- _Records from a point labeling set_
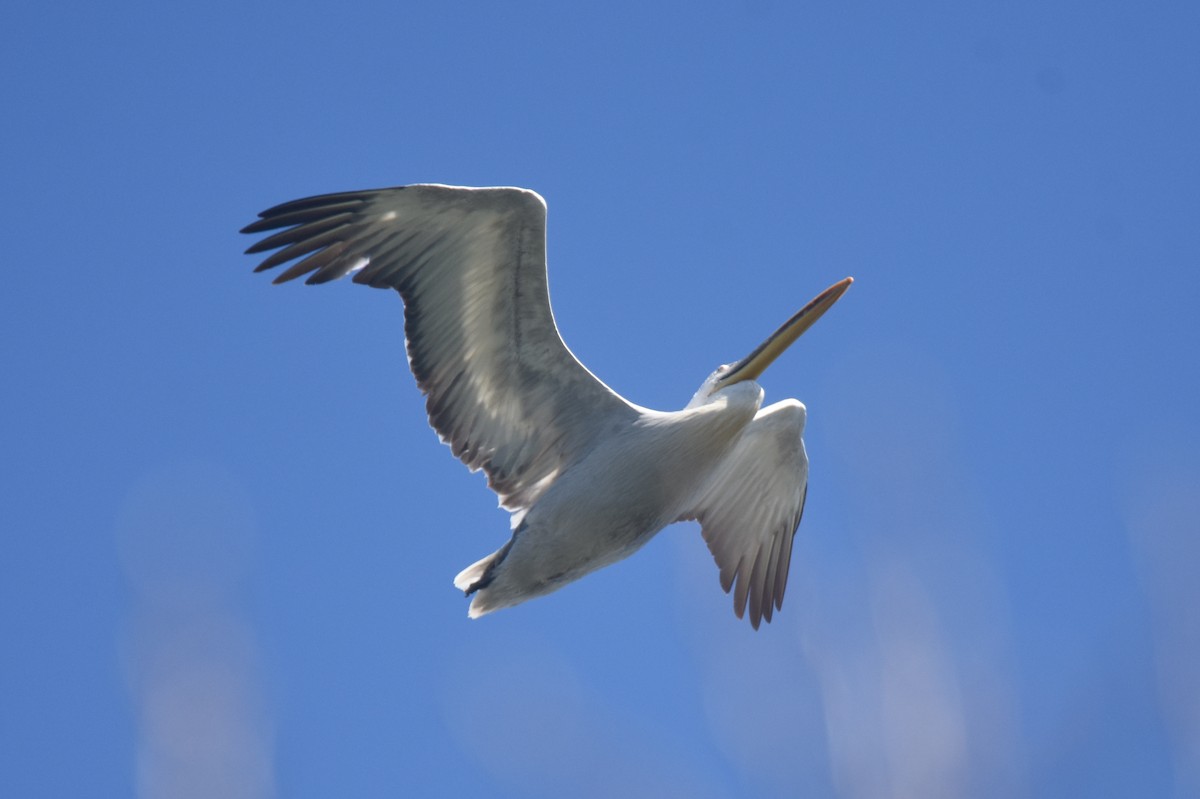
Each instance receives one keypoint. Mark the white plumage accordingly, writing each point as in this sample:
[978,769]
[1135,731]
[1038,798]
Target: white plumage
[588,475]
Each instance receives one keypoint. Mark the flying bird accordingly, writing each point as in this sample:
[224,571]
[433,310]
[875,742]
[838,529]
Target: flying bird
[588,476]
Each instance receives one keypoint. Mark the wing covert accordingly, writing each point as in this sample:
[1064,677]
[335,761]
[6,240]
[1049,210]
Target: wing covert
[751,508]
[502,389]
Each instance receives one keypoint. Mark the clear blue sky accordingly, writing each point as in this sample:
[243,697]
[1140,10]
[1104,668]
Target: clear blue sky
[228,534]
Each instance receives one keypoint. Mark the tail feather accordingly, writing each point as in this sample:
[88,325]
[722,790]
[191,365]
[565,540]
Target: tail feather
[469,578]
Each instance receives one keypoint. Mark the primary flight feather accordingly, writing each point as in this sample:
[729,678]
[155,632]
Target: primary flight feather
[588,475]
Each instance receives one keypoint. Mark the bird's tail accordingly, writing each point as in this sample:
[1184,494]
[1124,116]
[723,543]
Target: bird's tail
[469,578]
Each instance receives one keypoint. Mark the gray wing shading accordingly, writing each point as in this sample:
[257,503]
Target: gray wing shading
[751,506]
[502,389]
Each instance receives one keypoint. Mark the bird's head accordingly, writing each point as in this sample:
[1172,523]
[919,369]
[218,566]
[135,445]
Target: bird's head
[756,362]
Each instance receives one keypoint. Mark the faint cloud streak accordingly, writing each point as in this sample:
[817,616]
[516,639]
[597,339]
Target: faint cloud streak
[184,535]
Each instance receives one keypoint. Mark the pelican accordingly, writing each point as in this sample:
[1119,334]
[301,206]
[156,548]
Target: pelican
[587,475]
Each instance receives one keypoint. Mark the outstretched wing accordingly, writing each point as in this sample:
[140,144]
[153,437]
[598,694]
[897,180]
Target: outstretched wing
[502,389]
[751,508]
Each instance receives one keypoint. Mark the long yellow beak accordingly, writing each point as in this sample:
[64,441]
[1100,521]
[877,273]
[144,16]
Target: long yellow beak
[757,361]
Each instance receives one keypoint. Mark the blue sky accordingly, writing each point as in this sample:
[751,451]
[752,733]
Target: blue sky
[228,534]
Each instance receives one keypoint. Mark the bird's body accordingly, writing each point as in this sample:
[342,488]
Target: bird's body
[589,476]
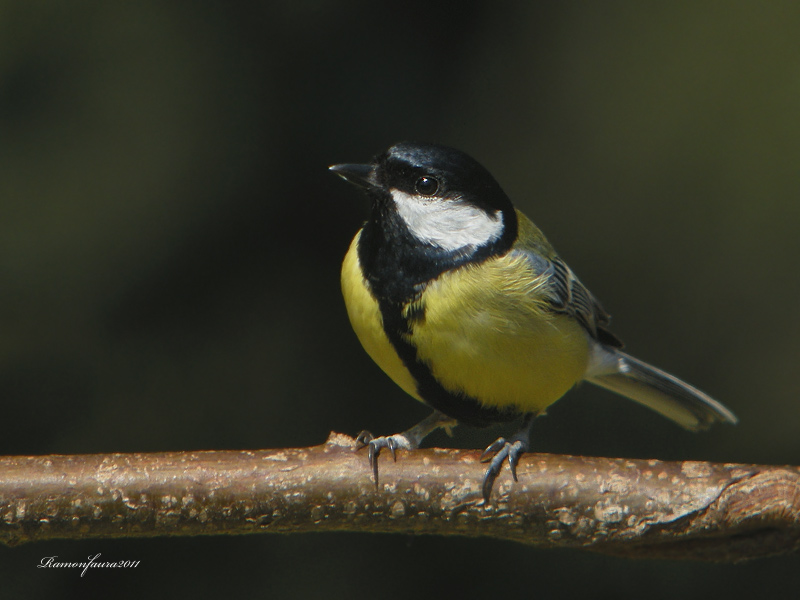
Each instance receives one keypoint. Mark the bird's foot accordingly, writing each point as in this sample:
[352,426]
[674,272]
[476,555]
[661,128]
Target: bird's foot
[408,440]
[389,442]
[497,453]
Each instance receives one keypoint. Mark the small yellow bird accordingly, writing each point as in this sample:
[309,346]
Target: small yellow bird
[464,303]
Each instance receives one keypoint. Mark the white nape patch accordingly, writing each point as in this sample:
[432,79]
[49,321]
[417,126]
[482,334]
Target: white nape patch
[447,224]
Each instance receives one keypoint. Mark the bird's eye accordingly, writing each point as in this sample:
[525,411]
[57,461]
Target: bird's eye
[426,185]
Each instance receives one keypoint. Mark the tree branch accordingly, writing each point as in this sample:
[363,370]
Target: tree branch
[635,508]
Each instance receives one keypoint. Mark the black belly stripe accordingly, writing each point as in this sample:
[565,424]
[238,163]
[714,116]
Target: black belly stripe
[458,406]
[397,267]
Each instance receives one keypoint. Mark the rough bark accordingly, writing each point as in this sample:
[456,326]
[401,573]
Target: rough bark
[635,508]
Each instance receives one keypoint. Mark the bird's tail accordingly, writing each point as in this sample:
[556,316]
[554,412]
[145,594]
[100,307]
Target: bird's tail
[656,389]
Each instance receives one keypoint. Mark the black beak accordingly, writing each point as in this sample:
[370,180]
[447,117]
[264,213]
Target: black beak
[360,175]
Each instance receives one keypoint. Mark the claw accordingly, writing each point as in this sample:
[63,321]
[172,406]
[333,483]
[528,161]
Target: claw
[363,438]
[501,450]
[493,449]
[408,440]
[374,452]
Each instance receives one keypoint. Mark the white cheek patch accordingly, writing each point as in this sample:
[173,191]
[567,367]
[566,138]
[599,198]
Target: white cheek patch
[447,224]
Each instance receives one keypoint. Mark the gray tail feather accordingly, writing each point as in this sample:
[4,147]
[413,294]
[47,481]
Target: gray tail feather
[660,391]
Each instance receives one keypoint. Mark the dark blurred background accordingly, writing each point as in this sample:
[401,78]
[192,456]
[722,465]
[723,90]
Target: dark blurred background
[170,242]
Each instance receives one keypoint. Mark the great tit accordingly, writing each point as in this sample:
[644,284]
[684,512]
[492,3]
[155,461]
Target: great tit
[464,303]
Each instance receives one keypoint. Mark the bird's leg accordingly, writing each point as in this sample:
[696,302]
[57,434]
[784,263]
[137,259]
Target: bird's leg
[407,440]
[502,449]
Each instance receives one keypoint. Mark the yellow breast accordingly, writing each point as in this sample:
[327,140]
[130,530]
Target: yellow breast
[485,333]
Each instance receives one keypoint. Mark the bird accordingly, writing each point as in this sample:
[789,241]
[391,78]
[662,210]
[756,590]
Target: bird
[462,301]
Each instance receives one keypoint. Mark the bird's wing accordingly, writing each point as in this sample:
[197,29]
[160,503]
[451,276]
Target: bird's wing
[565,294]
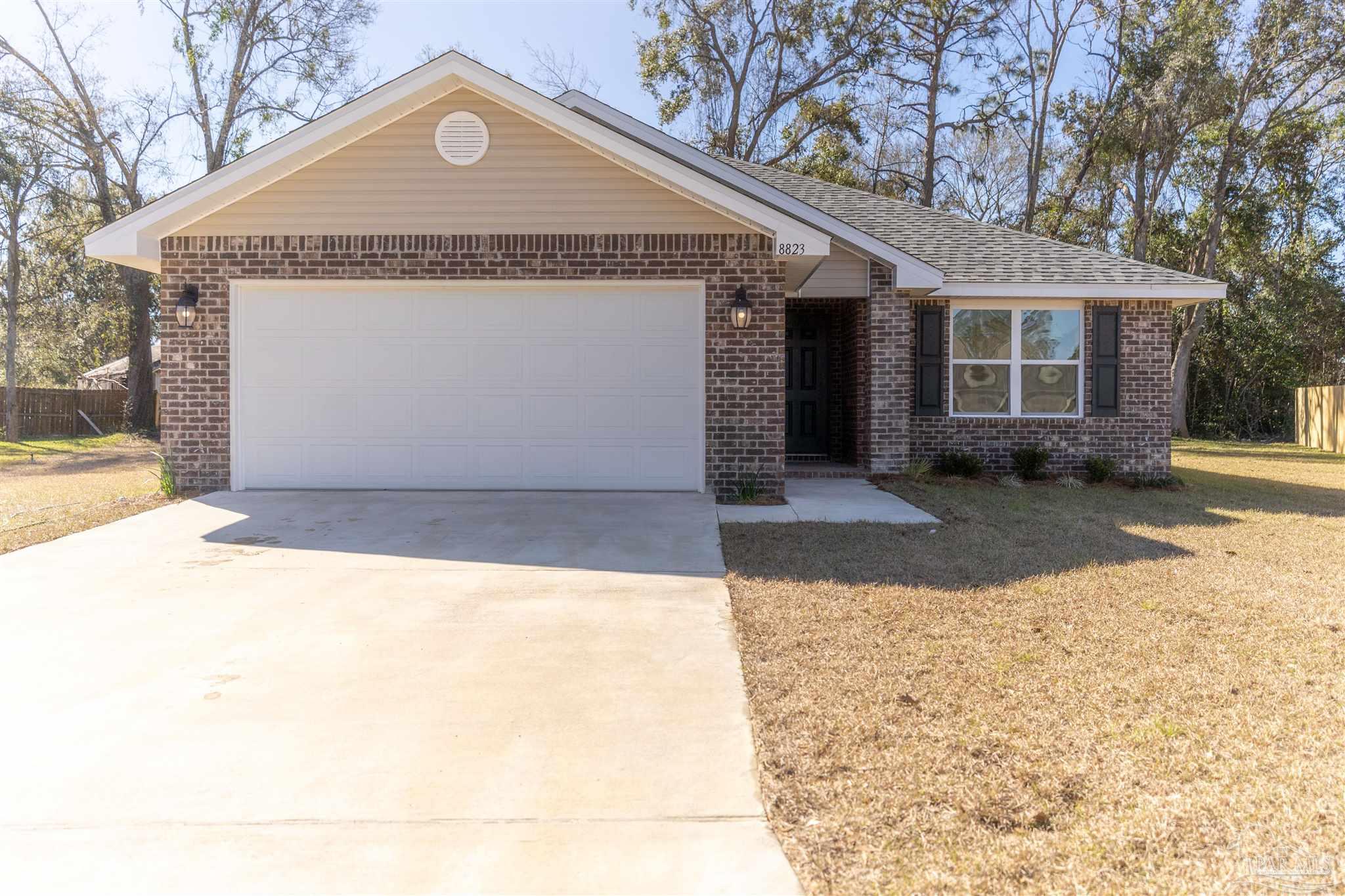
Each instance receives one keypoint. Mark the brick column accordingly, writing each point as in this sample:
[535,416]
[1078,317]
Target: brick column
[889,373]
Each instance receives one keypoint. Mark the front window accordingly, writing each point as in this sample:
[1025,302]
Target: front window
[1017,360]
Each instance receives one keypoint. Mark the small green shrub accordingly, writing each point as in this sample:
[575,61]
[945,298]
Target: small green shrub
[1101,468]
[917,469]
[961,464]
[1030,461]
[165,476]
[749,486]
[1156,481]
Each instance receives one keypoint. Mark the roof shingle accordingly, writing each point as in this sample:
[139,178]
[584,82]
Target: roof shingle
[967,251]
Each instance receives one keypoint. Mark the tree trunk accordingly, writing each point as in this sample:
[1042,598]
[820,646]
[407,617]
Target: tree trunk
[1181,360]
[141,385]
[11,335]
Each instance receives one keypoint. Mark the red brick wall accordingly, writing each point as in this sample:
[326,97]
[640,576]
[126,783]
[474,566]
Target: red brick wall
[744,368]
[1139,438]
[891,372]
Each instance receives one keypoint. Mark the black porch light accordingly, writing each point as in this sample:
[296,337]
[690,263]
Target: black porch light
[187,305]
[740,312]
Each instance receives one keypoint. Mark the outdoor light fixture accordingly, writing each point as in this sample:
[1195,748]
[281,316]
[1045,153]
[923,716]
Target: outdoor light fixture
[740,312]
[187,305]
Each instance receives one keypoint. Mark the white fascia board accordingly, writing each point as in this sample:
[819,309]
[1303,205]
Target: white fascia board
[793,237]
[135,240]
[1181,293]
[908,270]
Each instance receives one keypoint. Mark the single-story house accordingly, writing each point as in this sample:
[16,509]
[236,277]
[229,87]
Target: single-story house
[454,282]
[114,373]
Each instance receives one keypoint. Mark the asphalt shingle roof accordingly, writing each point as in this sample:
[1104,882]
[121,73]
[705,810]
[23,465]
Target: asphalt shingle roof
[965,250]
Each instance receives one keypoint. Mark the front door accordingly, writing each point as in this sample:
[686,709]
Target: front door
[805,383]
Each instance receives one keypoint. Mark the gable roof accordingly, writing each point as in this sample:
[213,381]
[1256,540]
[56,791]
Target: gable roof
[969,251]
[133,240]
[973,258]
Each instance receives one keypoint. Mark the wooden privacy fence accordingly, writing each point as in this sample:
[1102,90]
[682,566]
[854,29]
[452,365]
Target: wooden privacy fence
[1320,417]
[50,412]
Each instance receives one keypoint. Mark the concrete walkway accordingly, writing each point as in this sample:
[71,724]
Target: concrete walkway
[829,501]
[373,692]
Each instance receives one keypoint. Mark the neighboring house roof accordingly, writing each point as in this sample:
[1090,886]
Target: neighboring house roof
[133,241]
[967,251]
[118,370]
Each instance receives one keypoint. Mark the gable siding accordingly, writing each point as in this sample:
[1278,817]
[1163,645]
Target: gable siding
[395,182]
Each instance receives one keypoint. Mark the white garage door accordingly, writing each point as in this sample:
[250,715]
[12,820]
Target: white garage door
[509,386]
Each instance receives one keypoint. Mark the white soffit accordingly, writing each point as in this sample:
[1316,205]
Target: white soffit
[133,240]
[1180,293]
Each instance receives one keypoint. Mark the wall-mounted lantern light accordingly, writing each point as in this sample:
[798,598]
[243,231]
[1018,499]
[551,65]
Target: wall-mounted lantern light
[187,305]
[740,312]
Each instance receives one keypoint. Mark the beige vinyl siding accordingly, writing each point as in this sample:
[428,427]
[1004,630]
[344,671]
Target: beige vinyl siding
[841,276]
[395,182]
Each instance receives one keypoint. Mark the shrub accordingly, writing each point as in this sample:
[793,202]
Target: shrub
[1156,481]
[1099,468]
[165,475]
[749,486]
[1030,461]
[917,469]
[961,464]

- _Goal_
Give back exactly the lines from the line containing "Each instance receives one keypoint. Mark the concrete" to the end of the entries, and no other lines.

- _The output_
Each instance receives one keypoint. Mark the concrete walkway accordingly, writing each point as in this sample:
[71,724]
Target: concrete walkway
[829,501]
[373,692]
Each instance receives one keypoint. Mark the neighboring house roof accordingly, writing each point as in this sample:
[1090,886]
Target: neighboring house roof
[133,241]
[967,251]
[118,370]
Each instance receives one keypoint. Mark the gable siding accordingly, writing each point as in this sample:
[1278,817]
[1163,645]
Target: gable siding
[395,182]
Each instance receives one keypoint. Mark the white garage door accordingly, writing each point as in this sample:
[250,715]
[12,820]
Target: white garage door
[509,386]
Each instance receives one keypoint. Mark the white soffit accordingly, writing each point as in this sample:
[1316,205]
Target: white soffit
[133,240]
[1180,293]
Each instance receives one keypoint. Mark the wall-mounted lantern light accordingly, writing each point as in this sample:
[798,598]
[243,231]
[1018,499]
[551,65]
Target: wall-mounted lantern light
[187,305]
[740,312]
Each instance receives one keypoint. Mark the beige vinyl siding accordingly, writing each point as in this sample:
[428,427]
[1004,630]
[344,671]
Target: beige vinyl siding
[841,276]
[395,182]
Each instance receives one keypoint. Mark the shrub accordingly, writing each point as in this sample:
[793,202]
Target: shrub
[1156,481]
[1099,468]
[165,475]
[749,486]
[1030,461]
[917,469]
[961,464]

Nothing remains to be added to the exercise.